-- Data shown --
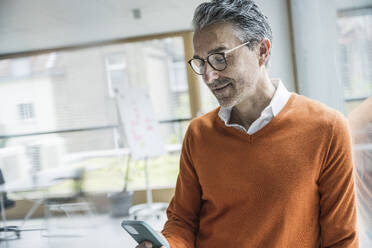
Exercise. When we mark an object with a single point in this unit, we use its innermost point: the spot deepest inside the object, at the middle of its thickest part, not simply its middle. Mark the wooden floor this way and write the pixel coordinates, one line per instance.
(83, 231)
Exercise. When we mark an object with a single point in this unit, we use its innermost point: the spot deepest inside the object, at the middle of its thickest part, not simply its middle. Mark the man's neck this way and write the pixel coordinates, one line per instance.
(246, 112)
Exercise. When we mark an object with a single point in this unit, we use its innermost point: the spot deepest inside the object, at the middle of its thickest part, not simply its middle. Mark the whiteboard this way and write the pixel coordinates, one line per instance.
(140, 125)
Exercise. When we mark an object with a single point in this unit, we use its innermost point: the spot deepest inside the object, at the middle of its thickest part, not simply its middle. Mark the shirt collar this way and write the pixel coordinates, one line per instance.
(276, 104)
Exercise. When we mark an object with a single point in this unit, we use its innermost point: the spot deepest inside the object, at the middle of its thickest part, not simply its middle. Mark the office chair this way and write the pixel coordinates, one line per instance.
(8, 203)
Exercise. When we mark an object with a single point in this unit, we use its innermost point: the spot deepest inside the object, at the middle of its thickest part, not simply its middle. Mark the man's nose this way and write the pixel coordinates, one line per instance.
(210, 74)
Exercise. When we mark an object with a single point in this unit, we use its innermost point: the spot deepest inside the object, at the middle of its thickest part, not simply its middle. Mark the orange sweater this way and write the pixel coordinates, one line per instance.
(288, 185)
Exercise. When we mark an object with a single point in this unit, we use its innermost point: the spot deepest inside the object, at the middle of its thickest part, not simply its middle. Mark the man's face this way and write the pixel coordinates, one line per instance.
(237, 82)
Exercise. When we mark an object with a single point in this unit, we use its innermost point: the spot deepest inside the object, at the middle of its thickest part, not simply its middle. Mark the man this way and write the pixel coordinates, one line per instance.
(267, 168)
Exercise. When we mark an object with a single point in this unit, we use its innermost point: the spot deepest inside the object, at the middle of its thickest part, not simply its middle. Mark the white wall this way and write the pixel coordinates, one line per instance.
(315, 44)
(37, 91)
(281, 57)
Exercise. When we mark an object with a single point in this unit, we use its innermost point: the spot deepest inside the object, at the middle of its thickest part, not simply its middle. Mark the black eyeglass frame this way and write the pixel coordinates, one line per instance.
(223, 54)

-- The exercise --
Copy every item above word for word, but leave out the pictures.

-- Result of the exercise --
Exercise. When we mark an object with a single point in this unit, we use its innermost point: the spot deepest inside the object, at the middle of its thickest part, not simply its middle. Mark the wooden floor this way and write the pixel coordinates, one line per instance.
(83, 231)
Exercise. When we mark an object with a single point in this unit, we use its innermost point: the spot deepest inside the object, at the middle of its thickest part, not simply its middle. Mark the man's neck this way and write the pixel coordinates, one line per instance.
(246, 112)
Exercise. When we mark an object with a single point in this unit, we use its innermost point: the spot deepest inside the object, at the middle of its thickest part, not simply its middle. Mark the whiteboard this way and write the pixel coordinates, one line per instance.
(140, 125)
Exercise. When we mark an object with a single point in this unit, we use its innermost point: the spot deepest inside the object, at the middle of its thickest part, not simply its middle. Mark the shirt collar this way and write the pixel coordinates, one line per instance.
(276, 104)
Exercise. When we mark an object with a single point in this unit, we use its innermost point: the spot deepest inside the object, at the middle of its thickest part, not simply its middle. Mark the office chair this way and write the pixel coordinates, one line per instance.
(8, 203)
Exercise. When we mark an object with a single point in this unit, we use its innermost point: the spot deepest inside the object, at the middle of its thickest part, not simply its middle. Mark the man's nose this way and write the pixel coordinates, one line per instance.
(210, 74)
Exercise. When we mark an object with a single point in this unit, we use its innermost point: the spot deepest inside the object, at the middle of its thickest part, not simply its middle. Mark the orange sweater this way and write the pixel coordinates, one line per instance.
(288, 185)
Exercise. When we mark an object with a single point in this unit, we use its innermost point: the spot deepest inside the object, at the middle of its thickest part, not simply its middle. Mark the man's face this way and write the pixel coordinates, one line per instance.
(237, 82)
Exercise. When we mark an object with a single point in this unit, we use its innermost point: the spot deepest inside the object, at the middle of its thickest part, not simply its middle. Mark the man this way and write the pixel coordinates, one line per instance.
(267, 168)
Exercise. When we mark an object with a single point in this unit, we use its innermost point: the spot deepest inside the object, at the middle of its thickest part, not simply its middle. Mark the white wall this way and write the pixel coordinates, one line per instance.
(315, 44)
(37, 91)
(281, 57)
Exercise. When we mark an object with a single point in this unit, we use its innermost point: the spot deepest inside the object, at the middle of its thickest part, not simply its middle. Mark the black eyeglass frame this way and write the pixel coordinates, one line per instance.
(223, 54)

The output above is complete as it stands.